In the data, find the word "indicate" and copy out every line that has it.

──────── RECORDED DATA ────────

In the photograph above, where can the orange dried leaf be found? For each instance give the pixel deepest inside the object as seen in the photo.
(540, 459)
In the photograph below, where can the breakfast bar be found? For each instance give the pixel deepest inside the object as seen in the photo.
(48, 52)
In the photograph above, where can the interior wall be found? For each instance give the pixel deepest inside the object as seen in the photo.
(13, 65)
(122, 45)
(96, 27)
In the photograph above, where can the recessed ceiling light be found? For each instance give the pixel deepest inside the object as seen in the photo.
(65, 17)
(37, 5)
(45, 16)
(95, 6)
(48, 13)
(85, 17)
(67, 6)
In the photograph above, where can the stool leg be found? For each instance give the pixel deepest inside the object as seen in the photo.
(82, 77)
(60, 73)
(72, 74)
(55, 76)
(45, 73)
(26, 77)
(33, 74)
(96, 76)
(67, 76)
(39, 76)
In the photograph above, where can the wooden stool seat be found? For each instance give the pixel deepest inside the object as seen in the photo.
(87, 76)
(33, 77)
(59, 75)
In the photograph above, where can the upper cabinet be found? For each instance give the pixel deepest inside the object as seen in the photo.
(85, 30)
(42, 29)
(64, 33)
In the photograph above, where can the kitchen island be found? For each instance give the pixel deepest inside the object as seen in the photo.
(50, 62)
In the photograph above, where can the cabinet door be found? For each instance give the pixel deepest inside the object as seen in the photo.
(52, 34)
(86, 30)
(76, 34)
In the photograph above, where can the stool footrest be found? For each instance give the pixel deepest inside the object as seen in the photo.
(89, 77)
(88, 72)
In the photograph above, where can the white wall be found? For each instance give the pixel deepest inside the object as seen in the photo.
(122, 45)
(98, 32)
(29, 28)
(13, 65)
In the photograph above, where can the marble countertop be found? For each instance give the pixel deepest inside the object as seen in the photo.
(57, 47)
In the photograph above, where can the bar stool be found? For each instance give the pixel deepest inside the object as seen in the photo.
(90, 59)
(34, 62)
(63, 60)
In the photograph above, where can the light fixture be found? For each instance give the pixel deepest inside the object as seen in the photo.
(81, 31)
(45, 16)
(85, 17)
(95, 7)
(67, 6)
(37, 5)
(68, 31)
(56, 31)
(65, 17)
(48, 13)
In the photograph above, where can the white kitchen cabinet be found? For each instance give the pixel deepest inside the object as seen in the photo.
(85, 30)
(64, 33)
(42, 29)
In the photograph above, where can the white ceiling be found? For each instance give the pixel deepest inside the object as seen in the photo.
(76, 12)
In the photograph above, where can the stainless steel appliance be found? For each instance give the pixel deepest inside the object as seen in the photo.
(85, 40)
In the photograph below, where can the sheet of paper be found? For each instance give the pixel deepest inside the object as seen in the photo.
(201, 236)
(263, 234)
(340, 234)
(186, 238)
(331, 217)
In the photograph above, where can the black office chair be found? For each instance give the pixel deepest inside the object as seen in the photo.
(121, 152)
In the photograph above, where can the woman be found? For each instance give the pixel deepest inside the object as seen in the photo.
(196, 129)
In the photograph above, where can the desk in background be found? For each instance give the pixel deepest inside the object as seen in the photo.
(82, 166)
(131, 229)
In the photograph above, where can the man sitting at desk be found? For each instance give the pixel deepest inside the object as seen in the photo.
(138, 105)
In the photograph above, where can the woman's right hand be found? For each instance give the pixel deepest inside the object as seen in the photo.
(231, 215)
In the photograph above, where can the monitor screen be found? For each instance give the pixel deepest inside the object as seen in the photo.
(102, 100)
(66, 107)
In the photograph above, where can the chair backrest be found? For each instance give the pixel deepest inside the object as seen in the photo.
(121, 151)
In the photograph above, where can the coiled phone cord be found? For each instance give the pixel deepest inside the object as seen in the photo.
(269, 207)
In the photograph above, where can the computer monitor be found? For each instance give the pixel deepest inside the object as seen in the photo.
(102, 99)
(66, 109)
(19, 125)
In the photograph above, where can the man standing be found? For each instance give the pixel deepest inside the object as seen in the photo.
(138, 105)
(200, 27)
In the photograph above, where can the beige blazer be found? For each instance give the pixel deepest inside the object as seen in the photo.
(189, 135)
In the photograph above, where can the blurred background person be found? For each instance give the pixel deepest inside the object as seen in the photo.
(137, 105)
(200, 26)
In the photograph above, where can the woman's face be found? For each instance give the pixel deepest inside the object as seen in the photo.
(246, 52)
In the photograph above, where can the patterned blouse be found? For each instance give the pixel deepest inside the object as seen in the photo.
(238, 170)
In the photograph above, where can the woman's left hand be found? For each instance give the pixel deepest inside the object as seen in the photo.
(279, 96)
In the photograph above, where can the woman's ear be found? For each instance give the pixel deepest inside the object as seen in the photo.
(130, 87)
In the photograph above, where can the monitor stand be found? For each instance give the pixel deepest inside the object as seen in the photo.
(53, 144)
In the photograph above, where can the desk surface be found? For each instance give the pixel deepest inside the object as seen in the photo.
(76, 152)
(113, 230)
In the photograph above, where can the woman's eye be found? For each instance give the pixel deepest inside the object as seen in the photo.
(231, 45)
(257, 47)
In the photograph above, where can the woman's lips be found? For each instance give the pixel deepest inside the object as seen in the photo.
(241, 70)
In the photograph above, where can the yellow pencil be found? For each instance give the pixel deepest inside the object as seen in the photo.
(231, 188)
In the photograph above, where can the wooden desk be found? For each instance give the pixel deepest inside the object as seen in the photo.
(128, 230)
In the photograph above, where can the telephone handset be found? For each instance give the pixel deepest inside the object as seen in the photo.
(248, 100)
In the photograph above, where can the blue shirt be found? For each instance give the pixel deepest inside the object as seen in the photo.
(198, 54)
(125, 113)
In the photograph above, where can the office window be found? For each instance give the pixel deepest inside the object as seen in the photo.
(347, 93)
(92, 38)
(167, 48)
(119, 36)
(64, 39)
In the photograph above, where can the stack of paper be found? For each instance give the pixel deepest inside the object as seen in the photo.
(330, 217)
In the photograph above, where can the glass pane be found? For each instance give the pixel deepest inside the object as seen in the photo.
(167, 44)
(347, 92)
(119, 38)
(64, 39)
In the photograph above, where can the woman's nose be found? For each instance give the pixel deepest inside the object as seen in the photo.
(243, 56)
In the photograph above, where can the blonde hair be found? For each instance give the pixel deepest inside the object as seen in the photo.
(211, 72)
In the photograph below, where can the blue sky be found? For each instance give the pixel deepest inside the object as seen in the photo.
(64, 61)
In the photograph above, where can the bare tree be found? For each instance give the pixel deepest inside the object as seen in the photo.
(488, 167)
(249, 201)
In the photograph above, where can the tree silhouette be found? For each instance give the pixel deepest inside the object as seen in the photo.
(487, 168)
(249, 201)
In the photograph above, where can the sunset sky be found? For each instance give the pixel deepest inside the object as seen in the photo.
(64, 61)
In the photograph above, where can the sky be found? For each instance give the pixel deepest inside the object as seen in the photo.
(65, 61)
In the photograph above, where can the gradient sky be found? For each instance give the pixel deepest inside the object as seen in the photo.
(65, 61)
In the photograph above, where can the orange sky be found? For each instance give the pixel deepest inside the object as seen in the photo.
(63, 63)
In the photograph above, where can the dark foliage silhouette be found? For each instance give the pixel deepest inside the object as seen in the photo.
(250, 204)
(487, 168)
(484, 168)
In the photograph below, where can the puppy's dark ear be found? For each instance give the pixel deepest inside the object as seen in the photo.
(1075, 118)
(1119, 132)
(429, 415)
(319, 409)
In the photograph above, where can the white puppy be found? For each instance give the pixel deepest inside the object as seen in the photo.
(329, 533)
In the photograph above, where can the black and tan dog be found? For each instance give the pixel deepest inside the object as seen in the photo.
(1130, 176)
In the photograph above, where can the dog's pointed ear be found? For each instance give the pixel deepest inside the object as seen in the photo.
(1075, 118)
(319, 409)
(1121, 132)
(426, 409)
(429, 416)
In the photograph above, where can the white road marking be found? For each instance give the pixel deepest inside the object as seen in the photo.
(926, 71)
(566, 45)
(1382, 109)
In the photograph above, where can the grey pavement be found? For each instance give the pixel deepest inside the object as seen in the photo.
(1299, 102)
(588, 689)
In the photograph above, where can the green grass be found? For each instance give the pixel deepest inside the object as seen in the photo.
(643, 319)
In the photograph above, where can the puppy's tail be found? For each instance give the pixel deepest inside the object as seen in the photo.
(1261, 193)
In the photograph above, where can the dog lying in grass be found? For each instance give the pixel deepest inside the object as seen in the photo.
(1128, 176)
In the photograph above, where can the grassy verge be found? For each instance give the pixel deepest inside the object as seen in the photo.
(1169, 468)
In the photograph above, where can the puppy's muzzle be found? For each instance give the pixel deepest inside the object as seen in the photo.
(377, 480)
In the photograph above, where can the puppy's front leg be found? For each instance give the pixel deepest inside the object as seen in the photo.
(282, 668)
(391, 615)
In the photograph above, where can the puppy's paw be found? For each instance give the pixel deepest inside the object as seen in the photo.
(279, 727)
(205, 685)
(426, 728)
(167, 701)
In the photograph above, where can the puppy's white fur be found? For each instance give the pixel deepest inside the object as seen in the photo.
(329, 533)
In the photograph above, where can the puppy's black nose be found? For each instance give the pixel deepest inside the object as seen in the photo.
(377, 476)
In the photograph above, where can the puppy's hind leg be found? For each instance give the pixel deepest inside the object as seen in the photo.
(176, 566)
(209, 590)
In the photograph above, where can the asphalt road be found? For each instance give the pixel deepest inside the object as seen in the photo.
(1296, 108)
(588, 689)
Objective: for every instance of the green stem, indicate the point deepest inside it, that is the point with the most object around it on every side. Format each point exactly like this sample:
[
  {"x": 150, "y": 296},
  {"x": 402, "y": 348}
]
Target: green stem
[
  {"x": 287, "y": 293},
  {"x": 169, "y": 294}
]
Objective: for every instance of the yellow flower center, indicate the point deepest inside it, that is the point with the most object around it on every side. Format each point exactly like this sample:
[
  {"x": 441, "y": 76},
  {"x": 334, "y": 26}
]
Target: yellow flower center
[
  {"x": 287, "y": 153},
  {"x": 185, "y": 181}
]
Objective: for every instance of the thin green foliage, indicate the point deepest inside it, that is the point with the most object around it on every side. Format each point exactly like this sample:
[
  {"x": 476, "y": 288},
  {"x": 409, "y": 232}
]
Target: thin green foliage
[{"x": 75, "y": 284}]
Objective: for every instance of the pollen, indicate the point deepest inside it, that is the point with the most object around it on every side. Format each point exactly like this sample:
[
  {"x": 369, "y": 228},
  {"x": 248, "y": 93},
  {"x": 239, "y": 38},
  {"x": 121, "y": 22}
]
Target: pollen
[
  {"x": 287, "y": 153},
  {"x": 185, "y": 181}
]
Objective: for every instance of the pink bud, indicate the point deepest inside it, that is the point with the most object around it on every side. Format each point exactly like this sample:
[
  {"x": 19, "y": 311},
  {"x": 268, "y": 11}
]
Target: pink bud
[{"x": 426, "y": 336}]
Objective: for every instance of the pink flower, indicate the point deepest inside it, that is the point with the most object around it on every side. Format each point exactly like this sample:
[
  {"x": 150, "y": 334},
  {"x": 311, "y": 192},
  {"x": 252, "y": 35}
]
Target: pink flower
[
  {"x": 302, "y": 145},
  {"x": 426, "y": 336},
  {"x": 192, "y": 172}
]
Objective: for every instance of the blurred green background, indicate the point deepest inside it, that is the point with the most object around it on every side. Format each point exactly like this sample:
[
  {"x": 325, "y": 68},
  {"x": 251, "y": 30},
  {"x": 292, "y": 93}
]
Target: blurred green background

────────

- _ANSWER TO THE PROBLEM_:
Objective: for every instance of the green stem, indicate the point deepest inside it, that is the point with the most object around it on every side. Format each point exactly like this sample:
Objective: for every instance of the yellow flower center, indicate the point deepest inside it, that is the point with the most object around it on every side. Format each point exactly like this sample:
Objective: for every instance of the thin green foliage, indicate the point deepest inside it, that is the point with the most object around it on every side. Format each point exactly like this sample:
Objective: for every instance of the pollen, indicate the point deepest inside it, that is the point with the most object around it on every side. Format each point exactly like this sample:
Objective: for every instance of the pink bud, indicate the point deepest inside it, that is the point with the most object around it on every side. Format each point exactly like this sample:
Objective: for every instance of the pink flower, indicate the point deepest inside it, that is the point with the most object around it on every side. Format each point exactly like this sample:
Objective: for every instance of the blurred green background, indicate the point deepest inside it, that is the point with the most object around it on every side. Format each point exactly like this sample:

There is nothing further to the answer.